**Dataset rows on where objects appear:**

○ ○ ○ ○

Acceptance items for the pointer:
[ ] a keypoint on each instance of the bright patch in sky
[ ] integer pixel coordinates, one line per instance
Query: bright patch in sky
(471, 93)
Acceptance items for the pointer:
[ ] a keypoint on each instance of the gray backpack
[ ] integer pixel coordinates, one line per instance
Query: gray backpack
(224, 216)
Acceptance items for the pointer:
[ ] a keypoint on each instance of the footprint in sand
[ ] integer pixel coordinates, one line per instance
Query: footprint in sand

○ ○ ○ ○

**Written exercise:** Pick out every line of the listing that contains the word "footprint", matching case exactly, and copy each one in full.

**Written answer:**
[ ] a keypoint on each instance of the footprint in sand
Query: footprint in sand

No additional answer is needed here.